## EXTRAIT DU TEXTE
--------------------------------------------------

Quand Mélissa, 22 ans, évoque le Hirak, il y a toujours ce sourire qui habille son visage: «Encore aujourd'hui, trois ans après le début, je n'arrive pas à croire que le peuple algérien ait eu le courage de sortir dans la rue. C'était inouï comme moment, historique!», s'exclame l'étudiante en sciences politiques.
Comme beaucoup de Franco-Algériens, elle passait ses dimanches après-midi place de la République à Paris, «un drapeau sur les épaules, et de larges pancartes entre les mains». Sur son téléphone, elle ne peut s'empêcher de regarder en boucle les vidéos et photos des manifestations. «Les slogans étaient si pertinents, drôles et piquants. À l'image des Algériens, lance-t-elle. Le monde a découvert l'humour de notre darija.»
La darija, qui veut dire «dialecte» en arabe, est la langue la plus parlée en Algérie. Elle s'est construire au fil des siècles et de ses rencontres avec d'autres langues comme le français, l'espagnol, le turc ou l'arabe standard.
C'est bien l'un des traits marquants du Hirak, ce mouvement contestataire pacifiste qui, en 2019, se constitue en réaction à la candidature du président Abdelaziz Bouteflika pour un cinquième mandat, lui qui était au pouvoir depuis 1999. Que ce soit à Alger, Oran, Constantine, Paris, Montréal ou Londres, les slogans en darija, cinglants et empreints d'humour, ont animé les marches et les rassemblements. Du mythique «yetnahaw ga3» («qu'ils partent tous») aux chants de stade, comme le célèbre «La Casa del Mouradia», la langue algérienne a empli les rues.
La langue officielle du Hirak
Cela n'a rien de surprenant. L'algérien est, historiquement, la langue de la contestation. «Dans n'importe quel événement grandiose où le peuple a eu besoin de s'exprimer, c'est la darija qui a été le véhicule des protestations», raconte Mahdi Berrached, journaliste, chercheur et auteur du Dictionnaire du dialecte algérois. Que ce soit lors des manifestations d'octobre 1988 contre le parti unique ou lors de la guerre d'indépendance (1954-1962), c'est la langue algérienne qui s'est faite le véhicule des revendications dans les rues.

--------------------------------------------------

## DONNÉES AFFICHÉES

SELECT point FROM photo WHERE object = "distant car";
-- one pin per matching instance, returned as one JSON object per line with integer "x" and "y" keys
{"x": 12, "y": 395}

--------------------------------------------------

## CONSIGNES DE L'EXERCICE
1. Réécrivez plus brièvement le paragraphe de l'article sur le Hirak ci-dessus qui commence par « C'est bien l'un des traits marquants du Hirak », en conservant ses faits essentiels.
2. Restituez mot pour mot le passage de l'article sur le Hirak ci-dessus, depuis « Quand Mélissa, 22 » jusqu'à « en sciences politiques. » inclus.
3. Rédigez la suite de l'article sur le Hirak et la darija ci-dessus, en reprenant juste après sa dernière phrase.

## RÉPONSES CI-DESSOUS
1. Les slogans en darija sont l'un des traits marquants du Hirak. Ce mouvement contestataire pacifiste s'est formé en 2019 contre la candidature d'Abdelaziz Bouteflika, au pouvoir depuis 1999, à un cinquième mandat. À Alger, Oran, Constantine, Paris, Montréal ou Londres, ces slogans cinglants et pleins d'humour ont animé les marches et les rassemblements. Ils allaient du « yetnahaw ga3 » (« qu'ils partent tous ») à des chants de stade comme « La Casa del Mouradia ».

2.
Quand Mélissa, 22 ans, évoque le Hirak, il y a toujours ce sourire qui habille son visage: «Encore aujourd'hui, trois ans après le début, je n'arrive pas à croire que le peuple algérien ait eu le courage de sortir dans la rue. C'était inouï comme moment, historique!», s'exclame l'étudiante en sciences politiques.

3.
Toutefois, le rayonnement que le Hirak a offert au dialecte algérien est sans précédent. «Les moyens de communication ont énormément évolué au fil des années et ont permis de rendre plus visible la darija», poursuit Berrached.
La désignation de la darija algérienne comme «langue officielle du Hirak» tient à plusieurs raisons. «C'est la langue tah l-chaab», souligne le chercheur, c'est-à-dire que c'est la langue du peuple, dans laquelle les Algériens, en très grande majorité, s'expriment, bien qu'elle ne soit pas considérée comme langue officielle du pays. «On parle de plus de 85% de la population», avance le linguiste.
«Comme le dit Mahmoud Darwich, “nos rêves sont en arabe dialectal”, soit en darija, poursuit Berrached. Personne n'a pu exprimer cette frustration envers le système et le pouvoir autrement qu'à travers la darija.» À la fois langue du peuple et langue de la marge, dans la mesure où elle n'est pas reconnue par les institutions, la darija serait ainsi la plus à même de porter les aspirations et les revendications des Algériens.
Des stades à la rue
C'est d'ailleurs dans les stades de football que les premiers slogans du Hirak naissent, plusieurs années avant le début du mouvement. C'est le cas de «La Casa del Mouradia», hymne en darija de la contestation pacifiste algérienne. La chanson, écrite et interprétée par le collectif Ouled el-Bahdja (les enfants d'Alger), formé par les ultras d'un des clubs de la capitale, l'Union sportive de la médina d'Alger (USMA), apparaît pour la première fois en 2018, soit un an avant le début des manifestations.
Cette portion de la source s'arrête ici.